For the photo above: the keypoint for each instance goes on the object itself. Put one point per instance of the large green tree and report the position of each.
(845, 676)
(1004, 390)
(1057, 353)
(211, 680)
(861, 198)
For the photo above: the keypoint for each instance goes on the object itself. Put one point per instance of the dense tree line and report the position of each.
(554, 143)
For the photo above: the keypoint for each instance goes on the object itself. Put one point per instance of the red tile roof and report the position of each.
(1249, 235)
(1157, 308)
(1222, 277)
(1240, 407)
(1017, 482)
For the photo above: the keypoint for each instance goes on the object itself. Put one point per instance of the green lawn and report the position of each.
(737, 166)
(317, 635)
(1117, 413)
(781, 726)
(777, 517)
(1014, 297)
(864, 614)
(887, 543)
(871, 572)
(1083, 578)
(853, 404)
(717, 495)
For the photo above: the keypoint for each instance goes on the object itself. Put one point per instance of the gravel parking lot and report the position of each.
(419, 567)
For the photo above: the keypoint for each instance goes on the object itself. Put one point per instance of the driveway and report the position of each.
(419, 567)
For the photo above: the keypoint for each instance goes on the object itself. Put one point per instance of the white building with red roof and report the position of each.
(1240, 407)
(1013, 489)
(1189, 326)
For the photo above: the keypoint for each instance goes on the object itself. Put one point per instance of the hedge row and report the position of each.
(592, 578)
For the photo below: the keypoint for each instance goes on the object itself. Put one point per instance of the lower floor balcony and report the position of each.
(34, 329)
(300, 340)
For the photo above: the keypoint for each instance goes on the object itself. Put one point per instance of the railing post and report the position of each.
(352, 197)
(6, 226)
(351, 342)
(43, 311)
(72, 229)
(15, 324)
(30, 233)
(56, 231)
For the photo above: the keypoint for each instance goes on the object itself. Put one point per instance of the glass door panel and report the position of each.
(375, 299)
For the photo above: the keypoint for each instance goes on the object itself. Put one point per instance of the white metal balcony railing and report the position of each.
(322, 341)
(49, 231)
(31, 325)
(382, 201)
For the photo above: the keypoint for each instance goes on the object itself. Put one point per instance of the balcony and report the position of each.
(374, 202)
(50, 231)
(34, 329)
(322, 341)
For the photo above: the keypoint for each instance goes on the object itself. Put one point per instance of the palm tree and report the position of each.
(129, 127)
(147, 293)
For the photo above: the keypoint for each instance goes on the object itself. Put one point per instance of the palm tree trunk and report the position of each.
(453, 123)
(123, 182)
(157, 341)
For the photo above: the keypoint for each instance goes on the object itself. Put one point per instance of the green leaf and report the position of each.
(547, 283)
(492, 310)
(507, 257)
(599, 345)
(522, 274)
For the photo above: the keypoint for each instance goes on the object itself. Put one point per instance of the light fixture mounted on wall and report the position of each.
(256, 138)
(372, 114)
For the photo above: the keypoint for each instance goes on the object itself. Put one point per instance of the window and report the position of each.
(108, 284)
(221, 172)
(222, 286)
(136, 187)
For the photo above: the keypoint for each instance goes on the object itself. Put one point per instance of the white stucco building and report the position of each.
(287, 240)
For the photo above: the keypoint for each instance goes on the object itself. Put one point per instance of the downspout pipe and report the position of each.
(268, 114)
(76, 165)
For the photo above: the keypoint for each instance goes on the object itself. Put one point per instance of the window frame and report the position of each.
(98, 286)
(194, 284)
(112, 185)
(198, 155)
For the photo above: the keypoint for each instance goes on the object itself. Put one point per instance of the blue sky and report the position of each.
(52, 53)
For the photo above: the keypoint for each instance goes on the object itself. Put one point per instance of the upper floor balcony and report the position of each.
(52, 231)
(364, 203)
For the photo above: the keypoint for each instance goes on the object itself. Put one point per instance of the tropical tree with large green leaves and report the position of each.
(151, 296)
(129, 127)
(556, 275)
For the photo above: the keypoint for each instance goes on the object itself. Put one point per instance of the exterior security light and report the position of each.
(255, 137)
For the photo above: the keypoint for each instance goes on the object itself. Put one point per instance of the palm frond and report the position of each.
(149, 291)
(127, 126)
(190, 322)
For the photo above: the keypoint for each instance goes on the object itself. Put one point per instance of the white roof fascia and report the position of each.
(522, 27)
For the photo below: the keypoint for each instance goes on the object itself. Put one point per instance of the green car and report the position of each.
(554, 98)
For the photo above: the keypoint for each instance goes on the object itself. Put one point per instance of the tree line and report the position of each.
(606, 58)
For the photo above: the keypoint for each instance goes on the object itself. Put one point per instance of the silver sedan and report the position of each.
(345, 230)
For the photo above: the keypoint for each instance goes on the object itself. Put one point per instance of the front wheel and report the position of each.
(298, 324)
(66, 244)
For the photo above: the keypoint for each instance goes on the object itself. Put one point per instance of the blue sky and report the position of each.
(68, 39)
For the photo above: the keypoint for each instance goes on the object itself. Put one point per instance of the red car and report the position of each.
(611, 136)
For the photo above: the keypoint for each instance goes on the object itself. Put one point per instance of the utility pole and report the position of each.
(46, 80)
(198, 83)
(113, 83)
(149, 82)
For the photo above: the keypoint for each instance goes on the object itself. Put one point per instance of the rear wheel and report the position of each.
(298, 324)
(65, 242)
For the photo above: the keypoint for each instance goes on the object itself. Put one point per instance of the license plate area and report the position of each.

(Stated problem) Convert the entries from the line containing "lot and report the position of each." through the line containing "(1189, 326)" into a two-column CSV with headers entry_text and answer. Give one row per entry, with its text and its answer each in one quoted field and line breaks replaced by spaces.

(Final result)
entry_text,answer
"For the photo above: the keypoint for each instance goes on the object itself. Put one point per instance of the gravel parking lot and report the position of each.","(419, 567)"
"For the photo above: the keypoint for each instance goes on the object itself. Put one point per instance of the driveway and report the position of each.","(419, 567)"
"For the photo above: the keypoint for each instance goes on the object itself. Put one point per instance of the white building with red roof and report the position of each.","(1240, 407) (1013, 489) (1189, 326)"